● Problem to work on
List every person named in the passage below about private equity and SBA loans.

● Text passage
At issue is how to count the employees that make up a small business. In the rules laid out by the law and the SBA, firms that have more than 500 employees aren’t eligible for the loans. That number counts affiliates –- a definition that could include the workers at all the portfolio companies that a private-equity firm invests in.

It’s unclear whether private equity was purposefully targeted in the law. A sign that it might not have been intentional: the same problem is impacting companies funded by venture capital firms.

If private equity doesn’t get the issue addressed by the SBA, it may have to seek a legislative fix on Capitol Hill. That may not be easy because Democrats have made the industry a target for attacks in an election year that has focused on issues like economic fairness and income inequality. Progressives have homed in on the sector in part because some of its leaders, like Blackstone Group Inc.’s Stephen Schwarzman, are part of Trump’s inner circle and his administration has given private equity regulatory relief and tax cuts.

Industry executives who asked not to be identified said the SBA may issue guidelines for its loan program as early as today. That would give the private equity firms more clarity on whether their companies can get aid. If not, the people said, the industry is likely to ask Congress to add a measure to the next rescue legislation that ensures they can take advantage of the lending.

Tapping Funds
Drew Maloney, the president of the American Investment Council, which lobbies in Washington for private equity firms, said the companies should be able to tap SBA funds regardless of their ownership structure.

“Businesses across America are looking for support immediately in order to survive,” Maloney said. “It shouldn’t matter if these companies are backed by investments from corporations, pension funds, or others.”

An SBA spokesman didn’t immediately respond to a request for comment.

● Dataset rows
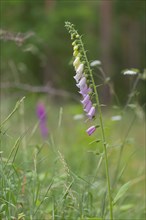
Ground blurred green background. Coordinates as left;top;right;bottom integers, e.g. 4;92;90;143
0;0;146;104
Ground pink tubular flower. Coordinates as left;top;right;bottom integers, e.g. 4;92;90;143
77;76;87;90
87;106;95;119
86;125;96;136
81;94;90;107
79;85;92;97
84;100;92;113
74;73;82;83
76;63;84;74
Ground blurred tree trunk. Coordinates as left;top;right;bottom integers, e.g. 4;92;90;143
99;0;113;104
121;16;141;68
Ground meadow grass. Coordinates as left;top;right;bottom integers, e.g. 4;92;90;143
0;94;145;220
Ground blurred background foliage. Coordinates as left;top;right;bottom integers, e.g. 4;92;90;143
0;0;146;104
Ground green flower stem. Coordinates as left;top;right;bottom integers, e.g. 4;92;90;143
79;37;113;220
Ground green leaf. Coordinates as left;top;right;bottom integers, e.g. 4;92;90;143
113;181;131;205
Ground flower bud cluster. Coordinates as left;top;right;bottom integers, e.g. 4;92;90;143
66;22;96;135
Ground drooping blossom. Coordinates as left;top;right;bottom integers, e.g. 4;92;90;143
73;42;96;135
37;102;48;138
86;125;96;136
66;22;97;135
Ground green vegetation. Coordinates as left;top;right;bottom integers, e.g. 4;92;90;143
0;94;145;220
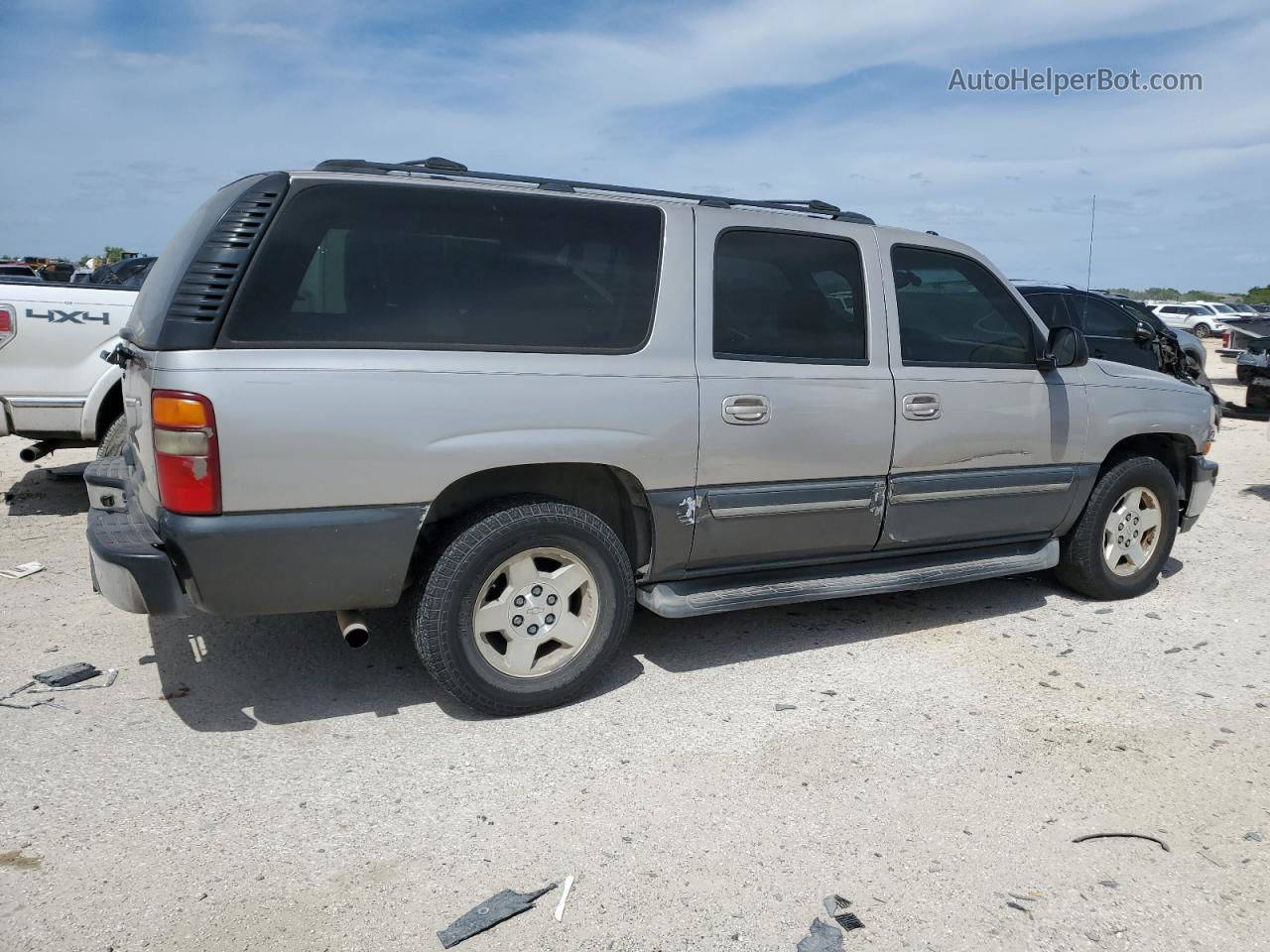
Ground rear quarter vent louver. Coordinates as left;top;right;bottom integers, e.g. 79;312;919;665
163;173;287;349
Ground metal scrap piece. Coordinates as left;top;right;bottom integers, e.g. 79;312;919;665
437;883;557;948
1072;833;1174;853
798;916;842;952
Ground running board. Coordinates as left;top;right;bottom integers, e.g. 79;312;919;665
636;538;1058;618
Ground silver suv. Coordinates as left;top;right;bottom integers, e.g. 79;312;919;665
86;159;1216;713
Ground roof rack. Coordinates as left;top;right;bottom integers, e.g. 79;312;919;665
314;156;876;225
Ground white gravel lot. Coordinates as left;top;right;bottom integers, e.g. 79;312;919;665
0;361;1270;952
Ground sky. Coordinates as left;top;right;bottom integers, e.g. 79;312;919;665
0;0;1270;292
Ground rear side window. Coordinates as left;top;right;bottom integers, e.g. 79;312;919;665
1072;298;1138;339
225;184;662;353
713;228;866;363
890;245;1036;367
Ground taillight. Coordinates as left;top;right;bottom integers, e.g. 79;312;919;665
0;304;18;346
150;390;221;516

● Answer below
Stephen Schwarzman
Trump
Drew Maloney